(Supplied text):
Grafana agent operator replication doesn't work in case of metrics

Hello team , Please help with the below issue Summary: Grafana agent replication doesn't work Description: I added some change at k8s level which cause grafana agent to restart so when the first replica went down I see that we are having metrics loss and the second replica does not pick up the work . To test this I added a node selector on grafana agent to make sure that one pod is down for a longer period of time and I made sure that the node group doesn't have enough memory . So what happened is that replica-1 went down but replica 0 was running .When I checked in grafana I see that we are facing a loss in metrics because grafana agent replica-0 is not scraping the metrics . Below are the queries I used to verify the same . The below query will give me the jobs that are missing now but were present 12 hours earlier .Also verified the same with absent queries . (sum by(job)(scrape_samples_scraped offset 12h )) unless (sum by(job)(scrape_samples_scraped ) ) Steps to reproduce :

Spin up grafana agent with replication 2 and scrape some metrics.
Bring down one pod and then query grafana with the above query .You will see that some metrics are missing even though the replica is running.

Grafana Agent image : grafana/agent:v0.30.2 Note : We are using grafana agent operator and all the crds like Metrics instance etc.

hey @amanpruthi ! It is unclear to me whether your grafana-agent instances purposed for metrics are actually specifying the __replica__ label necessary for HA tracker to failover to the other replica. You could check this is the case or not via the /distributor/ha_tracker endpoint in distributors (port-forwarding or using an ingress if you have access to it).

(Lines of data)
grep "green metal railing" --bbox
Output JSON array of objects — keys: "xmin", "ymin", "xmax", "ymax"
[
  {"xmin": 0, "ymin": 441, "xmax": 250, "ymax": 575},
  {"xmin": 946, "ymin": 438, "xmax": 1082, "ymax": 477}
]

(What this exercise asks):
[1] Recast the lines of data as a Markdown table with the columns "Number" and "Line," leaving out any blank lines.
[2] Continue the forum thread on Grafana agent replication losing metrics from where it stops.

(Expected answers):
[1]
| Number | Line |
|---|---|
| 1 | grep "green metal railing" --bbox |
| 2 | Output JSON array of objects — keys: "xmin", "ymin", "xmax", "ymax" |
| 3 | [ |
| 4 |   {"xmin": 0, "ymin": 441, "xmax": 250, "ymax": 575}, |
| 5 |   {"xmin": 946, "ymin": 438, "xmax": 1082, "ymax": 477} |
| 6 | ] |

[2]
We suffered a similar problem, but in our case, the problem was that even after enabling HA tracking properly, the fact that a single cluster label is used for all the shards, turns all HA shards into one (when actually, you would want to have as many HA pairs for the clusters as shards, so as to not have any metric loss / data gap).

We are considering to use a different, meta cluster (say __cluster__ label, to be dropped after ingestion) that we can use to identify each of the remote write HA pairs we want to stablish (in the cases we had a cluster where we need more than one shard to be able to scale)

@dgonzalezruiz honestly i believe HA isn't supported right now by Grafana Agent. What you would need is support for running multiple replica's (even when deployment is set to daemonset) and a given replica should set a replica label so the backend (Cortex/Mimir) can properly handle HA.

When enabling clustering it only divides the load within a single replica...

What we would need is support similar to Prometheus fields: prometheusExternalLabelName and replicaExternalLabelName:


DESCRIPTION:
    Name of Prometheus external label used to denote the Prometheus instance
    name. The external label will _not_ be added when the field is set to the
    empty string (`""`). 
     Default: "prometheus"

FIELD: replicaExternalLabelName <string>

DESCRIPTION:
    Name of Prometheus external label used to denote the replica name. The
    external label will _not_ be added when the field is set to the empty string
    (`""`). 
     Default: "prometheus_replica"

For what it is worth, I ended up being able to solve this issue by changing the cluster label used by the remote Cortex/Mimir cluster, to another "meta-value", hidden label that I would also set to remove by distributors before ingestion, which I named cluster (keeping existing, normal cluster label for metric topology/querying)

Then, I set each Grafana shard to use its shard value as replica; this allowed for any HA-pair (replica pair of Shards, or normal single Prometheus) remote writer set up in my org, to be received as an unique pair, hence allowing to fail over to each of the shards' replica metrics in the normal HA manner.

I would say unless replication for Grafana shard agents is set that way, it is completely useless for HA purposes. Hope this helps someone.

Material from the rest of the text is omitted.